Document section —
::::::::

3. Research Framework

3.1. Conceptual Model

Proposed within this research is a conceptual model that recasts the forecasting of ESG scores as a supervised machine learning problem. Each corporation, or alternatively each asset, is represented by a comprehensive set of covariates sourced across the three constituent pillars of ESG. The environmental dimension is operationalized by a battery of observable indicators, which may comprise absolute measurements of greenhouse gas emissions or absolute or intensity-based consumption of key resources, along with infrastructure-dependent, remotely sensed covariates, as evidenced by Rossi et al. (2024) [11]. The social dimension is articulated through discrete panels of metrics, such as the gender or ethnic composition of the workforce, monetized or quantitative proxies of local community investment and indicators of labour standards and policies. The governance dimension is encapsulated by discrete, observable proxies that review the independence, gender and tenure metrics of the board; publicly listed corporate governance policies; and indicia of historical regulatory or self-regulatory breach. To control for residual risk and informational economies, the model may integrate ordinal or continuous metrics of financial size, operating or explanatory returns and delineated sector classification, as already discussed by Apergis et al. (2022) [1].
Following model design, these heterogeneous covariates, drawn from environmental, social, governance and ancillary financial domains, are assembled into multi-source, heterogeneous learning vectors for each firm, pre-processed and concatenated.
The synthetic vectors are presented in parallel to one or an ensemble of machine learning algorithms, which inductively fit the ensemble against the ESG or ESG sub-component scores, outlined in the enclosed box in Figure 1. Consequently, the architecture delivers one or three continuous or ordinal outputs representing an aggregate ESG assessment or its constituent environmental, social and governance assessments. It is postulated that the environmental variables within the feature set will be hierarchically stored in latent sub-group segments (e.g., community, regional and global metrics).

::::::::

Data supplied —

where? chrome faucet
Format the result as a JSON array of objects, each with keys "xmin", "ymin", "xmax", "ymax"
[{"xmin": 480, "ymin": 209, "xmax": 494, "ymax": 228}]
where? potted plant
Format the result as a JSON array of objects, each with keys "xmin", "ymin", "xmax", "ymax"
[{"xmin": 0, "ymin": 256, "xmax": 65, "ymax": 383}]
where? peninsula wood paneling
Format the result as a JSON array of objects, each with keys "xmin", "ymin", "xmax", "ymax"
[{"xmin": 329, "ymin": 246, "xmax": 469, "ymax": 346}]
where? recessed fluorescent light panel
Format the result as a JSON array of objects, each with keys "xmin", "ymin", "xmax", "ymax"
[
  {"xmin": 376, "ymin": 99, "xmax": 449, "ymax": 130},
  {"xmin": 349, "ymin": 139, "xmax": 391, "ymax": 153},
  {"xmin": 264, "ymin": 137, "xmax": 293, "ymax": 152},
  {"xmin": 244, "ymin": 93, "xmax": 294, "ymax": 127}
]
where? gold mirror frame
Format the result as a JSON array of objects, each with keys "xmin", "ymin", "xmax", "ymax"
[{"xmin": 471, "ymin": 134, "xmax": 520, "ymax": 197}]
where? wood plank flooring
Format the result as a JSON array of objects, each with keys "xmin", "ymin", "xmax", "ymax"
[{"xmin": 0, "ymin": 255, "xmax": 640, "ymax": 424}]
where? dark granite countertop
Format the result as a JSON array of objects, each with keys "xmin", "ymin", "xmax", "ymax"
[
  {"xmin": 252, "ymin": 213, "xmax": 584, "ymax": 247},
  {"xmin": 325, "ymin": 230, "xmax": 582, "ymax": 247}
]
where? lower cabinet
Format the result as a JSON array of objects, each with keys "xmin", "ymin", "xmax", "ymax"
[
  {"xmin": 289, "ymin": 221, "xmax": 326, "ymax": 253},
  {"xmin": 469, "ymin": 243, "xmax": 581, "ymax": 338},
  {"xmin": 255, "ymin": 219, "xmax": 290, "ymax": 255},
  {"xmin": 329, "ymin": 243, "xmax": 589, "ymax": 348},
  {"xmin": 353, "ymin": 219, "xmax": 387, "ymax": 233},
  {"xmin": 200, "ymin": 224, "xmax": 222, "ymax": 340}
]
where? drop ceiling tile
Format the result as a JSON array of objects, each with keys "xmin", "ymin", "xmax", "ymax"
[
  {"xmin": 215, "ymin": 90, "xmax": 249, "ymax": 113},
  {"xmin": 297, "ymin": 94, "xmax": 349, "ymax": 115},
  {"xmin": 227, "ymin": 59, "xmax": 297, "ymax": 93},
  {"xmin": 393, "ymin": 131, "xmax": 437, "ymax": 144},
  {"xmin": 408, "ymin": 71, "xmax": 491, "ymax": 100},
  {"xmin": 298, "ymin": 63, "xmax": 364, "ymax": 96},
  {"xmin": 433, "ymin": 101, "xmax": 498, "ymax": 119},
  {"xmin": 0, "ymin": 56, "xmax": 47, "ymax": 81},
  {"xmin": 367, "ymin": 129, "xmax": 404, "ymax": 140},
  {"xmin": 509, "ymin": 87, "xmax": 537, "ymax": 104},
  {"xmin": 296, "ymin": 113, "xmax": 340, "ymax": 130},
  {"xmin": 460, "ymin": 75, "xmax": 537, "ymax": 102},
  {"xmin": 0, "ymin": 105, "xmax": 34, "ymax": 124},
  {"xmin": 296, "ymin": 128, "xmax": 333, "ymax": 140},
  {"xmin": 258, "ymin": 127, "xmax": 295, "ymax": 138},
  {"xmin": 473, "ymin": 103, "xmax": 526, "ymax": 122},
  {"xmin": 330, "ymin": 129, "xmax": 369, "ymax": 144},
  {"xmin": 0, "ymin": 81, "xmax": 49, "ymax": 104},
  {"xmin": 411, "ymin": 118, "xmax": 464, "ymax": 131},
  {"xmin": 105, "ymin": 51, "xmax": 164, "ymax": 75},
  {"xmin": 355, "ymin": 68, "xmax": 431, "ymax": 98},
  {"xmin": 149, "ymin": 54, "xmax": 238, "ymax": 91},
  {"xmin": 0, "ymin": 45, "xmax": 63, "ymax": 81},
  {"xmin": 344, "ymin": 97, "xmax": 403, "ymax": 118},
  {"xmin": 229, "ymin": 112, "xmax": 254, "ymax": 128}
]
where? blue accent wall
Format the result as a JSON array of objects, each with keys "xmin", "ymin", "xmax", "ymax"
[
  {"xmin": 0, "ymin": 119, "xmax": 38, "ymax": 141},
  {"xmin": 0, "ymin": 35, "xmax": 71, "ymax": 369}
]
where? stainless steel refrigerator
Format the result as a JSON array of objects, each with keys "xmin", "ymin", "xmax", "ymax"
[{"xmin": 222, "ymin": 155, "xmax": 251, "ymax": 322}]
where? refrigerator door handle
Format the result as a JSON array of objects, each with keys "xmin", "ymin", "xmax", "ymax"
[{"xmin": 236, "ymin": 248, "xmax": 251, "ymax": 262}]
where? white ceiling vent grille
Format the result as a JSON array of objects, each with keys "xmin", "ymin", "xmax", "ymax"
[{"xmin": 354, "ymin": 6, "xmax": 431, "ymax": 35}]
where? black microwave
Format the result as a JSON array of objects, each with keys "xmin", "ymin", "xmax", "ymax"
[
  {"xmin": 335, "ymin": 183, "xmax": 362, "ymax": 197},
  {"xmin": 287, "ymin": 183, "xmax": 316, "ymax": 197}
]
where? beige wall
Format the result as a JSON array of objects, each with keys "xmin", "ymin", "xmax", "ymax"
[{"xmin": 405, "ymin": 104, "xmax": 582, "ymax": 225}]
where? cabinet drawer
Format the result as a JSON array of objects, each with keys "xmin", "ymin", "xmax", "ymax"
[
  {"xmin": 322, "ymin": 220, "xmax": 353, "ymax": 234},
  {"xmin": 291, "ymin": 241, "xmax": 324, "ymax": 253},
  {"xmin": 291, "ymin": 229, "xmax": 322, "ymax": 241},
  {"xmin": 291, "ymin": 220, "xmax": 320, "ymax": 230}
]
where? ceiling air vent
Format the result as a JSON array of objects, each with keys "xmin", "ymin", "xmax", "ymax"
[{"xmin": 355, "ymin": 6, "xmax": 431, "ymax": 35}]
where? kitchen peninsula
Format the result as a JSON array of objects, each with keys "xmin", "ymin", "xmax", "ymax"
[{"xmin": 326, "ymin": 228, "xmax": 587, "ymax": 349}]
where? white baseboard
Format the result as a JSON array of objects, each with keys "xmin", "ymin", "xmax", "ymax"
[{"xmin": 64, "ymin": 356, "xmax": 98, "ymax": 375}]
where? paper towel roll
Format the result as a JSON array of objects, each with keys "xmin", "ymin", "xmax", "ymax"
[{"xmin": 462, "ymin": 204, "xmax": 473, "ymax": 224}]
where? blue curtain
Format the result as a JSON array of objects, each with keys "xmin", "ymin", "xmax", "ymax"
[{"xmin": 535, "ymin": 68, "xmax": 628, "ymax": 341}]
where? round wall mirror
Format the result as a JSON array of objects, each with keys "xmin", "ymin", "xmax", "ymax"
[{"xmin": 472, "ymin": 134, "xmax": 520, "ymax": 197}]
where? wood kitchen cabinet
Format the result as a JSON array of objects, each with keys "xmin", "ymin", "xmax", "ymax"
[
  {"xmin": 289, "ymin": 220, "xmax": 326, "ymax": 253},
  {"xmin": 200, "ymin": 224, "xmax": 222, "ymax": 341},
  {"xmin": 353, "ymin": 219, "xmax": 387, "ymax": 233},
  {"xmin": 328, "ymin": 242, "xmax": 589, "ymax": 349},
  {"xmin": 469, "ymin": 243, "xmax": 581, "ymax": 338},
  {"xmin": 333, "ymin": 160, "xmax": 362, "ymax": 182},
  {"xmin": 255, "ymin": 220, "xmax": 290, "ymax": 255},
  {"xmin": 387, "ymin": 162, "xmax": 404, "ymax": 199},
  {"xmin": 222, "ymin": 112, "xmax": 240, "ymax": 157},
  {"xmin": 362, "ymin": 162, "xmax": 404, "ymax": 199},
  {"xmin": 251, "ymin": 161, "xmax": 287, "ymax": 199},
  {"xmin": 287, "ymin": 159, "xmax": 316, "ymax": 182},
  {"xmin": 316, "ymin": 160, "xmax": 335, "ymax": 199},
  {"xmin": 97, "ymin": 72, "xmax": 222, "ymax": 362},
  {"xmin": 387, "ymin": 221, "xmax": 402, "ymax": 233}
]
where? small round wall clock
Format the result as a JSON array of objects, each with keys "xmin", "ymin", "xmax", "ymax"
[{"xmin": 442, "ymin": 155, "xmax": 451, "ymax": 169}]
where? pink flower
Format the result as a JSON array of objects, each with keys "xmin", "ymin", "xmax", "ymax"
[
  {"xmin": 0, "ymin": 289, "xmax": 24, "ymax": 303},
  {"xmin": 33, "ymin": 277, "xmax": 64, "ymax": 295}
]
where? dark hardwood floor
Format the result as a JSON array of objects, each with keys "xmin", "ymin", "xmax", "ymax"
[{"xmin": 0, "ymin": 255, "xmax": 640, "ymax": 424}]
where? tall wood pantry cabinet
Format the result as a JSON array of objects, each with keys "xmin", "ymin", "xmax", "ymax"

::::::::

Instruction —
For each statement, say whether the research framework section on forecasting ESG scores agrees with it. Answer yes or no and quote the words of the section that decide it: (a) board independence, gender and tenure serve as governance proxies; (b) the architecture always delivers exactly three outputs; (c) the learning vectors can be presented to an ensemble of machine learning algorithms rather than a single one.

Answer to the problem —
(a) Yes: "review the independence, gender and tenure metrics of the board"
(b) No: "the architecture delivers one or three continuous or ordinal outputs"
(c) Yes: "presented in parallel to one or an ensemble of machine learning algorithms"